• **TASK REQUIREMENTS**: Update the data below by changing every "a pin for each instance" to "one pin per instance", leaving everything else unchanged.

Coordinate annotation entries:
——————————
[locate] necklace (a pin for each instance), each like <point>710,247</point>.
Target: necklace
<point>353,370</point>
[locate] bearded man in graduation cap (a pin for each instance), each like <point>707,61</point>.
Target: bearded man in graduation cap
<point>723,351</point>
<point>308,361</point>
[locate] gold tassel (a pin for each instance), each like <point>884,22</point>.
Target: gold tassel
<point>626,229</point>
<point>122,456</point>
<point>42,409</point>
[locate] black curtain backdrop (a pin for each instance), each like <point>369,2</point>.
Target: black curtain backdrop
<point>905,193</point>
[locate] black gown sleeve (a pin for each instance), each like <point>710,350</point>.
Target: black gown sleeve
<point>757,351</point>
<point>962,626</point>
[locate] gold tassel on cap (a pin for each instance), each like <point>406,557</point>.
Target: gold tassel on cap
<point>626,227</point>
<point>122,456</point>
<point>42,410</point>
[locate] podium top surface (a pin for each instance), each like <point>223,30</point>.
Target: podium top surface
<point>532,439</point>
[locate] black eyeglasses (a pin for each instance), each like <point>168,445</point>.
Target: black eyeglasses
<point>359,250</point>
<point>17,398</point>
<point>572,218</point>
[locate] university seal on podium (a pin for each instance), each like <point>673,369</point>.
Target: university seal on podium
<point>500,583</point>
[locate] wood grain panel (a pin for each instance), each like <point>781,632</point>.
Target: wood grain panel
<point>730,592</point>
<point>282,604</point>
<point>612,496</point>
——————————
• **THE RESPONSE**:
[locate] necklace (one pin per instance), each like <point>710,247</point>.
Target: necklace
<point>353,370</point>
[locate] bearded man in graduation cap (one pin per instance), each like <point>707,61</point>.
Target: bearded man in graduation cap
<point>723,351</point>
<point>308,361</point>
[locate] gold tassel (one pin per instance), each like <point>884,22</point>.
Target: gold tassel
<point>626,229</point>
<point>122,456</point>
<point>42,409</point>
[locate] black curtain backdrop (one pin per instance), each like <point>369,2</point>.
Target: black curtain backdrop
<point>905,193</point>
[locate] black gown sleeve (one pin per instance), each like <point>710,350</point>.
Target: black gown sleeve
<point>757,351</point>
<point>962,626</point>
[locate] gold tassel on cap (one pin per instance), each like <point>406,557</point>.
Target: gold tassel on cap
<point>626,227</point>
<point>122,456</point>
<point>42,410</point>
[locate] podium top surface (one pin per instance), each like <point>223,30</point>.
Target: podium top surface
<point>532,439</point>
[locate] black eyeglasses (one pin per instance), each like <point>168,445</point>.
Target: black eyeglasses
<point>359,250</point>
<point>17,398</point>
<point>572,218</point>
[locate] university seal on podium (one pin per instance), each like <point>673,369</point>.
Target: university seal on podium
<point>500,583</point>
[locate] wood grain panel (one pin per instance), each like <point>781,632</point>.
Target: wood grain panel
<point>730,592</point>
<point>282,604</point>
<point>612,496</point>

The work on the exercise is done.